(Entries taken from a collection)
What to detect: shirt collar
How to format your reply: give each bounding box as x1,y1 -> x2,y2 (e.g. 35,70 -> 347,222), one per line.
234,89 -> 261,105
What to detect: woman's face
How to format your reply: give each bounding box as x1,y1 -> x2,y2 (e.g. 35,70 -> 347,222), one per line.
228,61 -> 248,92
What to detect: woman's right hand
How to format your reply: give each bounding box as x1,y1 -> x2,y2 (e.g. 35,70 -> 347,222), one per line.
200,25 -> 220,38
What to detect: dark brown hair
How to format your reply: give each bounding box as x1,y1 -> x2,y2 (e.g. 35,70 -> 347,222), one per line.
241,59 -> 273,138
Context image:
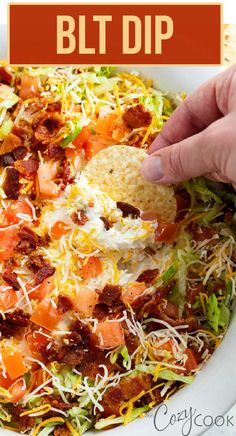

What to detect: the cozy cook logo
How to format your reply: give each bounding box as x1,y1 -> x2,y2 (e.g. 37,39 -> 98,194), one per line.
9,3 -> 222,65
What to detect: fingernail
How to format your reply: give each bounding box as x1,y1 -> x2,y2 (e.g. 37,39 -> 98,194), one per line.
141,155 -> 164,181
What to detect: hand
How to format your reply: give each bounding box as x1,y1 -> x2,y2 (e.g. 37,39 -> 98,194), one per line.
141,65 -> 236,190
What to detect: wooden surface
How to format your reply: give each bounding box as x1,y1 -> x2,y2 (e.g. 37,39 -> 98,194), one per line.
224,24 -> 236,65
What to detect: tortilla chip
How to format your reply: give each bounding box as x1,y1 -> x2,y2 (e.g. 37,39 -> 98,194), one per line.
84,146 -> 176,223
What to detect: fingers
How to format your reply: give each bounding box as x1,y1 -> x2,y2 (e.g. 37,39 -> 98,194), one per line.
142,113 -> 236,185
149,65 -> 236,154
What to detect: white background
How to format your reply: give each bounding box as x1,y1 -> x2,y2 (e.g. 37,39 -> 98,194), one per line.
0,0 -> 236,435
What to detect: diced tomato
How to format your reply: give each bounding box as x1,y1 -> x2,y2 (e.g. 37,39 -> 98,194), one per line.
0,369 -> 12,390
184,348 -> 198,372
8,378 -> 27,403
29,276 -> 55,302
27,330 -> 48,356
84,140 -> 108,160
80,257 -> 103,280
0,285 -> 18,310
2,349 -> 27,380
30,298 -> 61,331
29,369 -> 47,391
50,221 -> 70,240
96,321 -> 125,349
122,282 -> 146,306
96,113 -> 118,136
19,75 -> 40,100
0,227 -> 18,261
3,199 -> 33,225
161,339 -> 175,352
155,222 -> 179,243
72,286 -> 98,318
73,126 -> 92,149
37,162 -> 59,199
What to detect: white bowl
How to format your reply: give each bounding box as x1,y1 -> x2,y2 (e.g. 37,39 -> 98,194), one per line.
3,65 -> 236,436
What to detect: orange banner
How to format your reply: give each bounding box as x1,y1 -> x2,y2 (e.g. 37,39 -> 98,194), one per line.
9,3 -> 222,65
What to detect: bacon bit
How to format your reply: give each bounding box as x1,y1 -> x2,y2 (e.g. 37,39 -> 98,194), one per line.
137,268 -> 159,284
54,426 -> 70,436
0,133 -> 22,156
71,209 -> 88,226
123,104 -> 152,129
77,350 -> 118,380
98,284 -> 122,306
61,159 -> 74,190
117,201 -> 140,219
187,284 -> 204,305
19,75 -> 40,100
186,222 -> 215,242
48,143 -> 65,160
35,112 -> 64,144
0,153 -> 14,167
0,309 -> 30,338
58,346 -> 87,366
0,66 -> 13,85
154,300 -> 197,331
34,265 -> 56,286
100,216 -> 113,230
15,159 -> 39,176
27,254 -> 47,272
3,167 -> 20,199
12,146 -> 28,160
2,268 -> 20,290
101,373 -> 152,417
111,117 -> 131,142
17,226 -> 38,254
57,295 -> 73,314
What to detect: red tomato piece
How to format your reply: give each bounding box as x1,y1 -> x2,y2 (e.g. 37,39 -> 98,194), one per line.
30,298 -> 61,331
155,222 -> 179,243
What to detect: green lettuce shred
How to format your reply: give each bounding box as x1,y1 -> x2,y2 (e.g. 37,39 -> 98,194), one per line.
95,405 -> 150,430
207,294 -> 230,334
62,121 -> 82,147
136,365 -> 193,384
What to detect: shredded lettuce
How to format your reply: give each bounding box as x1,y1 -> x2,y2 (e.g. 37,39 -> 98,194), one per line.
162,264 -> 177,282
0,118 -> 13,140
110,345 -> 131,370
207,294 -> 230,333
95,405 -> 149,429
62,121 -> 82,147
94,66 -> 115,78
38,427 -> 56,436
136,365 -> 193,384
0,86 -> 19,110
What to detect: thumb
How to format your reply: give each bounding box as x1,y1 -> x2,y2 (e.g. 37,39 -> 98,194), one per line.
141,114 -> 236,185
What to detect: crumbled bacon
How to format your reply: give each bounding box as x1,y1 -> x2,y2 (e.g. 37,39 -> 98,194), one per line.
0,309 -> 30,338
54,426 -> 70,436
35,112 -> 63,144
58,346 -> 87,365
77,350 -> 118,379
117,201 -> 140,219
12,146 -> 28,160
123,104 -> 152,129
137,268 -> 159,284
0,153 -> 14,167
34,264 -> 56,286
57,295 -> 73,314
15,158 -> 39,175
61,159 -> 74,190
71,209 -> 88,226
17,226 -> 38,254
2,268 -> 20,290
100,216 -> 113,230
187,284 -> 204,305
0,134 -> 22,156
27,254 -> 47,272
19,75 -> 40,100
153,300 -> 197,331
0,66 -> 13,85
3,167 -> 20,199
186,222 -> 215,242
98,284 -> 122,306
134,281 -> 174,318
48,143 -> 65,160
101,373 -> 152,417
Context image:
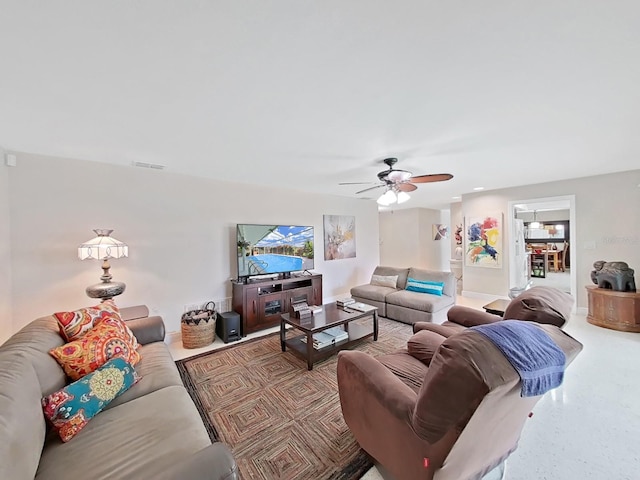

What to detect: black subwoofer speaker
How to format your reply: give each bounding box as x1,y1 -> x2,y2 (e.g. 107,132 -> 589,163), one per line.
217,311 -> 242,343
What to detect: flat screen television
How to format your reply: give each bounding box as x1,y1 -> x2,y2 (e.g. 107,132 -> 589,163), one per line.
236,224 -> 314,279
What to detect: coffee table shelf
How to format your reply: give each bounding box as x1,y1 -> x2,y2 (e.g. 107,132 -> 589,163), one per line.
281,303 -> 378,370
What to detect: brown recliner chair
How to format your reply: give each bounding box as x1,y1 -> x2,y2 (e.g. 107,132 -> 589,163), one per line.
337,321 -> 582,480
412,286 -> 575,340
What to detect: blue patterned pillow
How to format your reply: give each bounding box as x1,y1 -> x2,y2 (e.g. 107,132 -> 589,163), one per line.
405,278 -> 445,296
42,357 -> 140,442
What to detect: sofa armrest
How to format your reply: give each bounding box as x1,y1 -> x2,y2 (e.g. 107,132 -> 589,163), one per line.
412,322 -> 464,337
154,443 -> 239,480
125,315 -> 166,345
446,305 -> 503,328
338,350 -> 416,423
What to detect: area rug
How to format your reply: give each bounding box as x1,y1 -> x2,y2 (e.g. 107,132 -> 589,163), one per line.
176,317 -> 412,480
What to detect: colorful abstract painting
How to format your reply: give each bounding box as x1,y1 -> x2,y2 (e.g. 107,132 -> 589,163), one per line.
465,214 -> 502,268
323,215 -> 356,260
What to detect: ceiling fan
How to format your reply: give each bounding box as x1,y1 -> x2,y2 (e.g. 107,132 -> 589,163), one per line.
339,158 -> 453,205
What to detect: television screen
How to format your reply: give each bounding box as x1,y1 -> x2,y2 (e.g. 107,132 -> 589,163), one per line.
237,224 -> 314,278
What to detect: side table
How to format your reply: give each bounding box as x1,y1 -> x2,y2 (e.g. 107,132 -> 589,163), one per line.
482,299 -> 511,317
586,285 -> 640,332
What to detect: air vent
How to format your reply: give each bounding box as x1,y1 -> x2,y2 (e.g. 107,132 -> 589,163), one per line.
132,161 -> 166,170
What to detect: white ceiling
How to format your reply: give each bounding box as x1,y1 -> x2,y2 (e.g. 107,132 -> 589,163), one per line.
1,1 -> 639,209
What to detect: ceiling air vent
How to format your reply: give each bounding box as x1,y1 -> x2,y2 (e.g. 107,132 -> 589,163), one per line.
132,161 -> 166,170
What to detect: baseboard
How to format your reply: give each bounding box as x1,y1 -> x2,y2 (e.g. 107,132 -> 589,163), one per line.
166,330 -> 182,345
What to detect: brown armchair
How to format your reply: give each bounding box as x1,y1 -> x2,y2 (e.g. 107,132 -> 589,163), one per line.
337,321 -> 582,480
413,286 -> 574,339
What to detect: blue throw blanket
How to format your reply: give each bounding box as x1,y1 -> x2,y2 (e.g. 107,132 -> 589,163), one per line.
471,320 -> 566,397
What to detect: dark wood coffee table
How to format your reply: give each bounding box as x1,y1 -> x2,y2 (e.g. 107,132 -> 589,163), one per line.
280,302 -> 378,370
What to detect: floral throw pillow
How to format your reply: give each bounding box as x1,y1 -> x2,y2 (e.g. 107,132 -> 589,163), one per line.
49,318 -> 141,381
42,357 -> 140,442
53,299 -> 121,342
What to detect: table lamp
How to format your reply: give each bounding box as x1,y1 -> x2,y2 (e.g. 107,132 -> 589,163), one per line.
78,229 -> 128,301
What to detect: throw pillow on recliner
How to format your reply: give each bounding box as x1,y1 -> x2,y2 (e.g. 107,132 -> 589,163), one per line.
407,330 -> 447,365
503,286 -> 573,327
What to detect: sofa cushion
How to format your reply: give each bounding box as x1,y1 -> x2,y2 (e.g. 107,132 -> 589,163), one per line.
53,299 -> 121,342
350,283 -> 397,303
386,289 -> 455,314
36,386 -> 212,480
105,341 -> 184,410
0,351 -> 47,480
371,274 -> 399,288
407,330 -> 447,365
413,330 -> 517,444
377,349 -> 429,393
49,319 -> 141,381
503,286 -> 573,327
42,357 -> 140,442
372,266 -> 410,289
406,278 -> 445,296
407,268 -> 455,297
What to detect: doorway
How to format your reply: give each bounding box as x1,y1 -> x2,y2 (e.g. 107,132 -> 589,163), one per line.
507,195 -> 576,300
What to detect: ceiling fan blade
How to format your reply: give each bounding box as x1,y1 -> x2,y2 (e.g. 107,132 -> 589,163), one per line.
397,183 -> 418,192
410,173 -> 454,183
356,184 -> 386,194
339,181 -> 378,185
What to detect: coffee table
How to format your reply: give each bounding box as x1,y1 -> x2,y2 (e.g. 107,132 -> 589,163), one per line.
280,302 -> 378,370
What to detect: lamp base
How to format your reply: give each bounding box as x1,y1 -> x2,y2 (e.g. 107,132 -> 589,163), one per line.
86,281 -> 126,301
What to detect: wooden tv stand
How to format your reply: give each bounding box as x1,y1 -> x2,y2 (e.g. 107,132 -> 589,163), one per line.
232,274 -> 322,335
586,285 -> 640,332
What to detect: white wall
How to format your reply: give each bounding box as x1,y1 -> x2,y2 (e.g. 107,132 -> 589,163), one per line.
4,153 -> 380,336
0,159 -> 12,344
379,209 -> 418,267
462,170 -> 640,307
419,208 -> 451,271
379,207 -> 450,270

▶ _Task item_: What lines in the data above contain the word "woman"? Copy them all.

▶ _Response to this exercise_:
What to detect: woman's face
What to detect: woman's right hand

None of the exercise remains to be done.